Your task is to return the line containing "Identify each instance of the black shoe" plus every line after it, exactly and with nothing added.
Start of Material
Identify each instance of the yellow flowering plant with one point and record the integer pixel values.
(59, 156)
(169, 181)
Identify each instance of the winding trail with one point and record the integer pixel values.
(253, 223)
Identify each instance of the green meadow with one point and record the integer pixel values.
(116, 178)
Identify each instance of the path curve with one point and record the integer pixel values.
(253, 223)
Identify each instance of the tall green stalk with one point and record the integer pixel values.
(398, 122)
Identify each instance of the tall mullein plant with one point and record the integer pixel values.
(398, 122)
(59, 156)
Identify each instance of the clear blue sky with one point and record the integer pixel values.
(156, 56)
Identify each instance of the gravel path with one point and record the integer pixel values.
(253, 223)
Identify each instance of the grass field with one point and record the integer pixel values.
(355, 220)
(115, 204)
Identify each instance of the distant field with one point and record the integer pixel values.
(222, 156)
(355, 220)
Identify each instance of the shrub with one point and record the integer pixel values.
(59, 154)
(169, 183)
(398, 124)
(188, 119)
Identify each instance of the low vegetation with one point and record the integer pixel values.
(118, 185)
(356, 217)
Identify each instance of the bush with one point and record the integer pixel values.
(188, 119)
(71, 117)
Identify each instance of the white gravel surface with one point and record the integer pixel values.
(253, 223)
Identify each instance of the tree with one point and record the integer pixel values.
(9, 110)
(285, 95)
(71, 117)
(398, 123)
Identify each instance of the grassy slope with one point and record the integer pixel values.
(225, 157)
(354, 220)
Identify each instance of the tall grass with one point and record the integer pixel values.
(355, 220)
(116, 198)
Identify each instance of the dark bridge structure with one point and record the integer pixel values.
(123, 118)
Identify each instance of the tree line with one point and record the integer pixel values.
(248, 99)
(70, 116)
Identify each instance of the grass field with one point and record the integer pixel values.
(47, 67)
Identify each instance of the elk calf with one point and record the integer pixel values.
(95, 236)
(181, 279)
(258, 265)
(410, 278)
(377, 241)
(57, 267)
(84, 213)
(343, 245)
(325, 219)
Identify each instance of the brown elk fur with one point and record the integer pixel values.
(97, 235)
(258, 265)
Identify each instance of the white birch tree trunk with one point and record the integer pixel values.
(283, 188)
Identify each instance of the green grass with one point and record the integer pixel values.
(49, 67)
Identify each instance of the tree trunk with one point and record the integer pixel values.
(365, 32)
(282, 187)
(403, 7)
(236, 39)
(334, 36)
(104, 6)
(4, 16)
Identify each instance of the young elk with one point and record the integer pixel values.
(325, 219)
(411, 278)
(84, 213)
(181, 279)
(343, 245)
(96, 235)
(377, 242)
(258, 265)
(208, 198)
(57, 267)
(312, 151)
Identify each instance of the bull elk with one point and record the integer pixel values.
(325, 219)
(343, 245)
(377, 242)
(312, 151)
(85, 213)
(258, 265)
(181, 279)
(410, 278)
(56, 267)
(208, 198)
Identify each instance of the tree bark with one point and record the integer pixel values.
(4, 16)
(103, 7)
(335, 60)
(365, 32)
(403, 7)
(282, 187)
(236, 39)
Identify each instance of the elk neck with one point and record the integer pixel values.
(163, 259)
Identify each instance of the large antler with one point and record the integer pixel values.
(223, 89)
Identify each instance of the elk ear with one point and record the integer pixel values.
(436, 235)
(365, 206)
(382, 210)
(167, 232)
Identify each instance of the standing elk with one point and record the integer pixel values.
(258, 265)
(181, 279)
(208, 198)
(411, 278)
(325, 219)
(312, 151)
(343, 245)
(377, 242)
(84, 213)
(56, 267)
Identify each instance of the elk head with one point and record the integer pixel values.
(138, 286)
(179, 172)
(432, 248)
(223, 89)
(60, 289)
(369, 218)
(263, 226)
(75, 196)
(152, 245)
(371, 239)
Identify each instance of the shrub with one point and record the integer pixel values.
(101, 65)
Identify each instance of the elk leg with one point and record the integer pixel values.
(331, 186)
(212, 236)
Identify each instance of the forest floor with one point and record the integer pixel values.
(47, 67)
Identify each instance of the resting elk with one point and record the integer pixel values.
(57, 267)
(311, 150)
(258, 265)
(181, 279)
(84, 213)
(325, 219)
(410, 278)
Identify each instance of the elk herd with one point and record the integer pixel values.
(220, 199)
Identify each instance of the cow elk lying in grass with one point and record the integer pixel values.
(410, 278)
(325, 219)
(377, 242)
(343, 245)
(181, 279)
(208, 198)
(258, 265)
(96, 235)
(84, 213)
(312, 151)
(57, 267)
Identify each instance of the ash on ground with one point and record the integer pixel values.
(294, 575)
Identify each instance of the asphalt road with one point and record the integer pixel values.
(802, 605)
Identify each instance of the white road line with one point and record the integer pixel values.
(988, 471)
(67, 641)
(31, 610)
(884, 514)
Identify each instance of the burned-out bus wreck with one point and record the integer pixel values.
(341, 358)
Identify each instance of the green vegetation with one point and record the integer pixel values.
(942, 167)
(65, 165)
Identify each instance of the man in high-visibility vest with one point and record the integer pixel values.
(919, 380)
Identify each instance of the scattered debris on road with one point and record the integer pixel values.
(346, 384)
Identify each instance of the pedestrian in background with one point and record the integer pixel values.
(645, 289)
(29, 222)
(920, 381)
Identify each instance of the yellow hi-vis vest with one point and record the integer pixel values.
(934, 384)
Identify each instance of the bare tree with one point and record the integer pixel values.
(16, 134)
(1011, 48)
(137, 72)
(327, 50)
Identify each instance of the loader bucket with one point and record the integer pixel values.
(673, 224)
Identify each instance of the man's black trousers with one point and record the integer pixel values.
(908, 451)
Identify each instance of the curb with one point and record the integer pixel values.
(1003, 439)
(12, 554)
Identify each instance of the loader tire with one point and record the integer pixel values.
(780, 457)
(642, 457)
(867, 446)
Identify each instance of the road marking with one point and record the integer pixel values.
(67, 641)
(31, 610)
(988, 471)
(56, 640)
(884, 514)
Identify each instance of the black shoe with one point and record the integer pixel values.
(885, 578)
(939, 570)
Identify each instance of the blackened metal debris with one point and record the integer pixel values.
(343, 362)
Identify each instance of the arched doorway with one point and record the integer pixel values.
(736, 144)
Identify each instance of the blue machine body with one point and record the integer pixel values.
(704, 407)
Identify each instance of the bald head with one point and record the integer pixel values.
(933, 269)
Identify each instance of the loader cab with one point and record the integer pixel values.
End of Material
## Correct output
Identify each instance of the black shoe with one point and record the integer pixel values.
(885, 578)
(939, 570)
Identify each instance of the blackened metal debris with one point and record the integer pixel values.
(343, 362)
Identify each instance of the arched doorway with one point and record the integer pixel values.
(736, 144)
Identify each instance of the blue machine body with one point and record the integer pixel values.
(704, 407)
Identify each instance of the bald head with one point and record the integer pixel values.
(933, 269)
Identify each instance of the loader cab with one point and record the integer pixel values.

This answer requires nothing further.